Fine writing

Suggestions that Melbourne University Publishing should focus on work by significant scholars miss major achievements. For example, MUP has published four collections of poetry by neuroscientist Ed Byrne, former VC of Monash U and present principal of Kings College London. Professor Byrne reads one of his poems,  here.

There’s more in the Mail

In Features this morning, David Myton talks in-depth to Aboriginal woman Professor Bronwyn Carlson, head of the Department of Indigenous Studies at Macquarie University. In an inspiring story, Professor Carlson recounts the struggles of her dysfunctional early life, the challenges she encountered as a university student, and tells why she believes any degree can benefit from including Indigenous studies.

ARC chair in national interest test hot-seat

The Australian Research Council chair must advise the education minister whether grant applications meet the government’s national interest test, separate to the ARC’s peer review process.

__________________________________________________

# BRIEF 1:
Answer these from the higher-education news items:
(a) How many collections of poetry by Ed Byrne has Melbourne University Publishing published?
(b) Which department does Professor Bronwyn Carlson head, and at which university?
(c) Whom must the Australian Research Council chair advise on whether grant applications meet the national interest test?
The text and the entries come from unrelated sources.

__________________________________________________

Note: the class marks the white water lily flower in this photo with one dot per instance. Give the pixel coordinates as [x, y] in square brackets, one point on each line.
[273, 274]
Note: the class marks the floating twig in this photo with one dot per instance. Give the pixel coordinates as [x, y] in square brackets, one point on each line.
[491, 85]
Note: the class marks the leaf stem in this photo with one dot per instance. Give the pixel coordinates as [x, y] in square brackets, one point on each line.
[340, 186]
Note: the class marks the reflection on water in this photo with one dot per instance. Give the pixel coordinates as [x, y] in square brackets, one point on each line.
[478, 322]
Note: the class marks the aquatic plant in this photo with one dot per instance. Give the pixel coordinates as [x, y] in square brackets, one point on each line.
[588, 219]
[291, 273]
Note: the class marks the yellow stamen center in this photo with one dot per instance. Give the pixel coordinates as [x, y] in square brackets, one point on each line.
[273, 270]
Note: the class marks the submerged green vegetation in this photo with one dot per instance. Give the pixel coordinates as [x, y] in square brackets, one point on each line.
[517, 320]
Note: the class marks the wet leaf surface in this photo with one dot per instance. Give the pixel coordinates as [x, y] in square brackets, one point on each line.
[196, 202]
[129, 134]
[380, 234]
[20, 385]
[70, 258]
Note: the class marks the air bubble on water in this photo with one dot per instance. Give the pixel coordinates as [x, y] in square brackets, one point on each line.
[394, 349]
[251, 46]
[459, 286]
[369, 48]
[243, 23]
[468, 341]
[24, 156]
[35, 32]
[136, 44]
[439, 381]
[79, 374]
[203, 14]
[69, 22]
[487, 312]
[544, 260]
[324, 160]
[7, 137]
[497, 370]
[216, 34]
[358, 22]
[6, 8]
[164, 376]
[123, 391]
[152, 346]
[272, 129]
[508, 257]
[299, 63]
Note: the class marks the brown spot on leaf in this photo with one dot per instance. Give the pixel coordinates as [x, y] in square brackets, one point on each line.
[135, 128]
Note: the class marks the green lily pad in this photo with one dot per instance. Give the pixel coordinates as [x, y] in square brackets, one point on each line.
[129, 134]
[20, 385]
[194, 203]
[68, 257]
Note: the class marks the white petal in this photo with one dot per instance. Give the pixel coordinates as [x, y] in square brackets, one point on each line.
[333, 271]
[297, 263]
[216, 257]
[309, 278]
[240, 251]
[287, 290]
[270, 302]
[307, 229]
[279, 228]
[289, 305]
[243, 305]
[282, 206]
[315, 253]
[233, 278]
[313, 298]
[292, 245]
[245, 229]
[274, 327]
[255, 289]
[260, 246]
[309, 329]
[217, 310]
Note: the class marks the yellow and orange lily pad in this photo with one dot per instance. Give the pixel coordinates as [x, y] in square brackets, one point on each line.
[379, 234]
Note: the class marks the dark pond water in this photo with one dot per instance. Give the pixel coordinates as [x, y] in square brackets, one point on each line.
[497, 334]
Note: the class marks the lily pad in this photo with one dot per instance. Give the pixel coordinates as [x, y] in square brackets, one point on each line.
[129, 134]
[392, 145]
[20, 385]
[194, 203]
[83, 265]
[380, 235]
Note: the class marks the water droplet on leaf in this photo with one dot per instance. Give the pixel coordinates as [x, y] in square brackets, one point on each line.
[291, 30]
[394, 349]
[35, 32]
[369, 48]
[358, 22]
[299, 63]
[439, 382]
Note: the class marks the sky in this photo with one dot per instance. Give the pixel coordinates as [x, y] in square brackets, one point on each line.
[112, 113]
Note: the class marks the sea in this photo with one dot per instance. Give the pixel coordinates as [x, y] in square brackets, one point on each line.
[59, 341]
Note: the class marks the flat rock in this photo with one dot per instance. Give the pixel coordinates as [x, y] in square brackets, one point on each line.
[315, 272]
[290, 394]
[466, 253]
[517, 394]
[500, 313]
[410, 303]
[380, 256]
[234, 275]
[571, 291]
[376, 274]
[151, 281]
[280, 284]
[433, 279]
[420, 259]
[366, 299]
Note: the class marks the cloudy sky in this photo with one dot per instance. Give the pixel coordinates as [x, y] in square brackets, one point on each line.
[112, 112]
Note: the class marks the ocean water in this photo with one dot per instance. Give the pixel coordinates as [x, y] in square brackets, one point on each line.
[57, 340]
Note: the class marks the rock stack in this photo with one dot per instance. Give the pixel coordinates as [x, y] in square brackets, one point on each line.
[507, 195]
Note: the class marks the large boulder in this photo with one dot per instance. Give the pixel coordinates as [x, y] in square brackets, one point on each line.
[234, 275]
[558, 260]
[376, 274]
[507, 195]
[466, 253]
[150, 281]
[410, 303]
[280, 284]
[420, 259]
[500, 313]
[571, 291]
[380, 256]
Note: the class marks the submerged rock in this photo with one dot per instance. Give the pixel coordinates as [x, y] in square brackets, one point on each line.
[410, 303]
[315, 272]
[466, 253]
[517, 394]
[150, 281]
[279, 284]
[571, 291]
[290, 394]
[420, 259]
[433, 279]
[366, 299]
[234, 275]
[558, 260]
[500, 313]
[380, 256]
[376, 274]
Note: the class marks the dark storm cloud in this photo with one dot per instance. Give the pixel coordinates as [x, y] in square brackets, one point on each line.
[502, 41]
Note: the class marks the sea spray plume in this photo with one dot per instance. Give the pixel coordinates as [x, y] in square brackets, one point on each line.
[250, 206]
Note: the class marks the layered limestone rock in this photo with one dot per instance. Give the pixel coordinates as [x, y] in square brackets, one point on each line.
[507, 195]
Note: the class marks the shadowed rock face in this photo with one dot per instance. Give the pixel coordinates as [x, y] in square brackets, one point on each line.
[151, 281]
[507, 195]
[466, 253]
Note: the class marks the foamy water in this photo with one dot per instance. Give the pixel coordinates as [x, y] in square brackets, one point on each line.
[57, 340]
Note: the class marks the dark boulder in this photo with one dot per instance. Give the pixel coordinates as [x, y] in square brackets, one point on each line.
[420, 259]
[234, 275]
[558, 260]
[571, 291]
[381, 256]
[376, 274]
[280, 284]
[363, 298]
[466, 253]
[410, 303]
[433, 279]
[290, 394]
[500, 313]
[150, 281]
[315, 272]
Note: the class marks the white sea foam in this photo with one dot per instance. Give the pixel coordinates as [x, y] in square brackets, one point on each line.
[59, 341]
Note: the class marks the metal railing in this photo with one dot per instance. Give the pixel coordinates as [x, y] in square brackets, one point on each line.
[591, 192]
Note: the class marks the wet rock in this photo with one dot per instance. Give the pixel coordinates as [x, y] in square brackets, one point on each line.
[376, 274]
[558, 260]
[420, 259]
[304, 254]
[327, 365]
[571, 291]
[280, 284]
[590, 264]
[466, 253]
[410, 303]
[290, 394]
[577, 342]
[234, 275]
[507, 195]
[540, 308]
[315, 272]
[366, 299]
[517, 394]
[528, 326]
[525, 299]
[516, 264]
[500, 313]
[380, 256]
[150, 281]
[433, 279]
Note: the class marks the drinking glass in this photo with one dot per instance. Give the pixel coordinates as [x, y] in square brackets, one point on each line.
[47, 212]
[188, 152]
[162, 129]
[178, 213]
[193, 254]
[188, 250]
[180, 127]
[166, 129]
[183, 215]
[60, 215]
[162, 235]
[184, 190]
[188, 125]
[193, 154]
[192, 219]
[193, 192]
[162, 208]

__________________________________________________

# BRIEF 2:
Extract every line of the entries that contains the word "dark".

# EXERCISE SOLUTION 1:
(a) Four.
(b) The Department of Indigenous Studies at Macquarie University.
(c) The education minister.

# EXERCISE SOLUTION 2:
Note: the class marks the dark pond water in this photo with one dot per instance. Give the pixel coordinates as [x, y] in square brackets, one point on each line.
Note: the class marks the dark storm cloud in this photo with one dot per instance. Give the pixel coordinates as [x, y] in square brackets, one point on each line.
Note: the class marks the dark boulder in this photo with one dot per instance. Give the pixel coordinates as [x, y] in square brackets, one point on each line.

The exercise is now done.